---------- SEITENAUSZUG

# DB Schema für Vokabeltrainer



## Miu (8. Dez 2014)

Hallo,

ich würde mir gerne einen Vokabeltrainer programmieren. An sich banal aber ich weiß nicht wie ich die DB gestalten soll. Hab da keine Erfahrung und kenne keine best practice.

Was soll man generell tun können:

* Der Benutzer kann verschiedene Vokabel-Listen anlegen, welche seperat oder zusammen vom Programm abgefragt werden.
* Der Benutzer soll Vokabellisten zusammenführen können. Sprich zu einer fusionieren.
* Der Benutze soll eine Vokabelliste exportieren können, als Backup oder diese importieren können.

Problem: Eine Vokabelliste soll/muss(?) eine neue Tabelle sein, die erst zur Laufzeit angelegt wird. Nämlich dann wenn der Benutzer eine Vokabelliste anlegt. Ich glaube, es ist einfacher so bzgl. des importieren und exportieren der Daten als alles in eine Tabelle zu packen.

--------------------
---------- ROHDATEN

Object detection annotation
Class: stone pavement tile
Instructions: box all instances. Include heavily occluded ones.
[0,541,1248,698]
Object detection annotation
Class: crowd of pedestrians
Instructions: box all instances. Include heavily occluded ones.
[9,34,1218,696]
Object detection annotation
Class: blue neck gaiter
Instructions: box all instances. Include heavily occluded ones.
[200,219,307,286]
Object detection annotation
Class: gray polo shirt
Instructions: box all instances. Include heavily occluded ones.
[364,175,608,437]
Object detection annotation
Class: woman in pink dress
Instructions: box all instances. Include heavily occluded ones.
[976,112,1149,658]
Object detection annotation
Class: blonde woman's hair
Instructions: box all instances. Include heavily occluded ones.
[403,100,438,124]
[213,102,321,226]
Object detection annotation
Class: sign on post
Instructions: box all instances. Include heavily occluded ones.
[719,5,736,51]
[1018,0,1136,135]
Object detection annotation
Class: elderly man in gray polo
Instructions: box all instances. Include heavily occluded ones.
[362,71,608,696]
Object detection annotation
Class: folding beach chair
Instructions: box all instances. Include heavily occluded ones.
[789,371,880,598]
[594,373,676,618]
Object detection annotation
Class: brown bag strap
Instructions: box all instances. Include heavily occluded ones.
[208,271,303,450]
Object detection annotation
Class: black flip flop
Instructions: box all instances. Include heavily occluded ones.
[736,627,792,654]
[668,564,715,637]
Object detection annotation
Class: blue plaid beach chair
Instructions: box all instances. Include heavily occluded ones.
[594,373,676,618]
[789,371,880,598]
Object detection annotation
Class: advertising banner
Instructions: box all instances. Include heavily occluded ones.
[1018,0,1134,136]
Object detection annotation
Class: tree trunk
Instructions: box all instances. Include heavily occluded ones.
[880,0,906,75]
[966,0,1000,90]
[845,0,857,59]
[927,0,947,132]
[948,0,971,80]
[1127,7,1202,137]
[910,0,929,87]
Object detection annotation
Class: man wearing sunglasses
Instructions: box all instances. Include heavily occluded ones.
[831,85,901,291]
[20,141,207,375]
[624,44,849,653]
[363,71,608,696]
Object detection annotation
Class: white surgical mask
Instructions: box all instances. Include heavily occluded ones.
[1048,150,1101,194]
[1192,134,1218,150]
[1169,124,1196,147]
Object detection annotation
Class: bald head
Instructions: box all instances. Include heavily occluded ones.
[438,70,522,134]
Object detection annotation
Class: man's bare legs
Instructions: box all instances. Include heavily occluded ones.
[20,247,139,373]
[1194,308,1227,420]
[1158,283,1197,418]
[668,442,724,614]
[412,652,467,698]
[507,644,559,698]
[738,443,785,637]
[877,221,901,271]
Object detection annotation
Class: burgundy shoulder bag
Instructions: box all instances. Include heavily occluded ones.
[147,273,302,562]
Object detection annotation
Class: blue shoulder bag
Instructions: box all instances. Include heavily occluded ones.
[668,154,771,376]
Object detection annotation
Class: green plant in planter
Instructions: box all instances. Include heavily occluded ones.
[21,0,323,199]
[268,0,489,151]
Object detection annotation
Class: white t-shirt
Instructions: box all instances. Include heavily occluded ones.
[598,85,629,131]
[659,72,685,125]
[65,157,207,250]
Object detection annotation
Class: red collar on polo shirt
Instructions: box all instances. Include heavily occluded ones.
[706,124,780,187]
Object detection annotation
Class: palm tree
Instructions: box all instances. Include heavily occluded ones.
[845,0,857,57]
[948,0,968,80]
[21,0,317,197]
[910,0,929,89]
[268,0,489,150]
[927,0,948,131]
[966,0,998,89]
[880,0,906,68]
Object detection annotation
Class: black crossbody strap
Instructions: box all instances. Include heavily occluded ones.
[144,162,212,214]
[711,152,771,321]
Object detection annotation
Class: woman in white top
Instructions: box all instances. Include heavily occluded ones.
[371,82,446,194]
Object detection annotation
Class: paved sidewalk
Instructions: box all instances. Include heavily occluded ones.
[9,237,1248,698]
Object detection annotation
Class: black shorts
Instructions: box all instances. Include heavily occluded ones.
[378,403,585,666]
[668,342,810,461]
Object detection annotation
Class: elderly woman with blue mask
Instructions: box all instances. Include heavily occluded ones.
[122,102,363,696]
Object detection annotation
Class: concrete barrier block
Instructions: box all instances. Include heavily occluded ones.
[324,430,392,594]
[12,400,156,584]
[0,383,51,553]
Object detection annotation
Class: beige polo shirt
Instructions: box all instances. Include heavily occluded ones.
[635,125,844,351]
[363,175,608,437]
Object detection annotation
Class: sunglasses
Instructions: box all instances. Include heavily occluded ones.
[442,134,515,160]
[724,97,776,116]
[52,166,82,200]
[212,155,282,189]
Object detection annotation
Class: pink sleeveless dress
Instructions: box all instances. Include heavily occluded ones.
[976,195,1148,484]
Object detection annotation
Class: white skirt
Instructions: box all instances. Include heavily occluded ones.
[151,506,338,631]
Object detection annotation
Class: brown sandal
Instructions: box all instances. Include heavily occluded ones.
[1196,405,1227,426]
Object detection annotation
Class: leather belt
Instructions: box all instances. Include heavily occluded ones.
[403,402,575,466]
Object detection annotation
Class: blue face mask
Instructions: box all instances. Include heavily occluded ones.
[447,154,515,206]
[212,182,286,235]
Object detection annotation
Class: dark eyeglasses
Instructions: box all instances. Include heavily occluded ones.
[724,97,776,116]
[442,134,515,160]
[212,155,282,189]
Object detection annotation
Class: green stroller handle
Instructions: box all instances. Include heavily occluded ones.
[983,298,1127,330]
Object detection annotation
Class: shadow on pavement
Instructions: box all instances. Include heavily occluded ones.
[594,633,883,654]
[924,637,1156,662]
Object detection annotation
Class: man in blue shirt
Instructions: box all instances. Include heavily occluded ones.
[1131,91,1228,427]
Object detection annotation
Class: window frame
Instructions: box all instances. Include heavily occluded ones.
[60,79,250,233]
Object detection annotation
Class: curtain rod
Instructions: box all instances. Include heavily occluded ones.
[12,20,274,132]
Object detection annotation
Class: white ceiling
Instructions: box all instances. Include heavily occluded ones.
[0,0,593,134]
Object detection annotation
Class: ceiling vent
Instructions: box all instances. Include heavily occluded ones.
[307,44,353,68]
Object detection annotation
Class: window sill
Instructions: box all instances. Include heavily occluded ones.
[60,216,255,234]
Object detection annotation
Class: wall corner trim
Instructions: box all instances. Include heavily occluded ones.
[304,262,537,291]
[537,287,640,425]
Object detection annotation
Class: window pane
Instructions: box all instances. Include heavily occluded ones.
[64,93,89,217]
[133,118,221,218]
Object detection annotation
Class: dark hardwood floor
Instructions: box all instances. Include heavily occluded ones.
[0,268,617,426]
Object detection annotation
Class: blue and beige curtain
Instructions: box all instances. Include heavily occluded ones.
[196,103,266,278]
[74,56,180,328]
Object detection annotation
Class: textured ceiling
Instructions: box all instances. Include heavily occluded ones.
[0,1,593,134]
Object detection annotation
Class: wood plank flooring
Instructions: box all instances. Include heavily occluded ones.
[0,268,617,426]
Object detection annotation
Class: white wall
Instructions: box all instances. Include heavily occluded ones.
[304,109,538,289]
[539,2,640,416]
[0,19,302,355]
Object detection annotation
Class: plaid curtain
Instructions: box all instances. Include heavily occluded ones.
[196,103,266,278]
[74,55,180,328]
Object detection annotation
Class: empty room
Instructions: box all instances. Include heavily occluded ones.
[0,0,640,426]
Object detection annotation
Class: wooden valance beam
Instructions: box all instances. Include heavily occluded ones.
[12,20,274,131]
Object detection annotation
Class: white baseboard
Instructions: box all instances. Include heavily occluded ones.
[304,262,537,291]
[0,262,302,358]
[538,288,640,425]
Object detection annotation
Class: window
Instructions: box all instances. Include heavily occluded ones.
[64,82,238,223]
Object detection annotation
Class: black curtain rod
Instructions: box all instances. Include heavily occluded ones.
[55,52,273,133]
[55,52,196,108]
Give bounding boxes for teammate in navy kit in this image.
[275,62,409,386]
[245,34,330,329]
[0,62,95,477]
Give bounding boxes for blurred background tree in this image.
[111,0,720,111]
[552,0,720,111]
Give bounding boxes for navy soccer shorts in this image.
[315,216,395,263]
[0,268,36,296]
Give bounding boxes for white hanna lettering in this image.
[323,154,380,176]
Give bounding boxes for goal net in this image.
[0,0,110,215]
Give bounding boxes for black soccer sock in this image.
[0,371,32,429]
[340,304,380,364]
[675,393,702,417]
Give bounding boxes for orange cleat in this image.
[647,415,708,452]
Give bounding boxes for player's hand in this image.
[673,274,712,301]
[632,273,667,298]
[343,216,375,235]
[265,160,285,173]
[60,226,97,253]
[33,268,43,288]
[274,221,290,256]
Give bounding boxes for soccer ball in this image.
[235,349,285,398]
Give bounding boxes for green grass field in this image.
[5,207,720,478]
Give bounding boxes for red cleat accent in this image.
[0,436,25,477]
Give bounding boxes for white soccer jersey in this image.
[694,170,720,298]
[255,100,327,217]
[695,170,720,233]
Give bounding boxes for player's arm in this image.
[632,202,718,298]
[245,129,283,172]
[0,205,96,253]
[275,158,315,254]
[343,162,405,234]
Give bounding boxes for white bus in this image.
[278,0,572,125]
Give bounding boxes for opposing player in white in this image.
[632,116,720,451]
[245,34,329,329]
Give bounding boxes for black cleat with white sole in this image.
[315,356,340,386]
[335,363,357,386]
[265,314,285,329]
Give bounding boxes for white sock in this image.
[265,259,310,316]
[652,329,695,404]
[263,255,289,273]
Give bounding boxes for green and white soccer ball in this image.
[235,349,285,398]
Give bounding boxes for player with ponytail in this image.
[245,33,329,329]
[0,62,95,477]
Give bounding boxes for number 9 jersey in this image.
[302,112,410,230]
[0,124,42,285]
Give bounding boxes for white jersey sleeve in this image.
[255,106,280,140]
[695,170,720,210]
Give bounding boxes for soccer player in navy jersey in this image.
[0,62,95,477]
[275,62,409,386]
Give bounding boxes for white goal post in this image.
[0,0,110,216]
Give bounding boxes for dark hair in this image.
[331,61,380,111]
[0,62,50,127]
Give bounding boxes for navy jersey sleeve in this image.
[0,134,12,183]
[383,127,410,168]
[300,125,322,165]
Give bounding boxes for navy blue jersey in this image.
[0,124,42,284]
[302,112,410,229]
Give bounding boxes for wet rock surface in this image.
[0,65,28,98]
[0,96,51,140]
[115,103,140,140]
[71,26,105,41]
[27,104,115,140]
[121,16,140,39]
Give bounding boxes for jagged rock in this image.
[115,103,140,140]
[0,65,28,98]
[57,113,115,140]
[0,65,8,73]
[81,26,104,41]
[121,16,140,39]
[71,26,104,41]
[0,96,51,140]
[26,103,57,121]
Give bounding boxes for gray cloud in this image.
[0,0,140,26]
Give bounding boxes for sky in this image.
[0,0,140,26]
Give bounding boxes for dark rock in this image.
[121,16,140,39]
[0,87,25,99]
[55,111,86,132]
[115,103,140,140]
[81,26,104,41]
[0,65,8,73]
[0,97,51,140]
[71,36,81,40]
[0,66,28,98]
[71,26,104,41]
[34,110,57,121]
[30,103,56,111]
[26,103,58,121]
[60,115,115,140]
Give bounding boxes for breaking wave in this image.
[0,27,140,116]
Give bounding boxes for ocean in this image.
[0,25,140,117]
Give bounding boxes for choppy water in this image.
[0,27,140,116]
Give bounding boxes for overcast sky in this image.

--------------------

*AUFGABE 1:*
Gib aus dem Forenbeitrag zum Vokabeltrainer den Abschnitt von „Was soll man“ bis „zu einer fusionieren.“ wortgetreu wieder.
*AUFGABE 2:*
Beantworte anhand des Forenbeitrags zum Vokabeltrainer diese Fragen:
(a) An welchem Datum wurde der Beitrag verfasst?
(b) Was soll beim Zusammenführen von Vokabellisten entstehen?
(c) Wann genau soll die neue Tabelle für eine Vokabelliste angelegt werden?
*AUFGABE 3:*
Setze den Forenbeitrag zum Vokabeltrainer bitte nach seinem letzten Satz fort.

*ERGEBNIS 1:*
Was soll man generell tun können:

* Der Benutzer kann verschiedene Vokabel-Listen anlegen, welche seperat oder zusammen vom Programm abgefragt werden.
* Der Benutzer soll Vokabellisten zusammenführen können. Sprich zu einer fusionieren.

*ERGEBNIS 2:*
(a) Am 8. Dez 2014.
(b) Die Listen sollen zu einer einzigen fusioniert werden.
(c) Zur Laufzeit, nämlich dann, wenn der Benutzer eine Vokabelliste anlegt.

*ERGEBNIS 3:*
Spontane Idee:

Ich habe eine Tabelle, die quasi als eine Art Index funktioniert. Dort werden Informationen zu Tabellen gelistet, welche Einzelne Vokabellisten repräsentieren,und die später angelegt werden sobald der Benutzer eine neue Vokabelliste anlegt.

Also hätte ein Eintrag der Tabelle INDEX z. B. sowas  ID, NAME, ANZAHL_VOKABELN,  und vielleicht noch andere Parameter. Der Eintrag "ID" ist ein Primärschlüssel (?), dessen Inhalt ein konkreten Tabellennamen enthält, die jeweils eine Vokabelliste darstellen. So könnte ich im Code halt immer über das auslesen dieser ID auf Tabellen zugreifen, die ich selbst noch nicht vorher angelegt habe bzw. die eben je nach Bedarf erst zur Laufzeit erzeugt werden.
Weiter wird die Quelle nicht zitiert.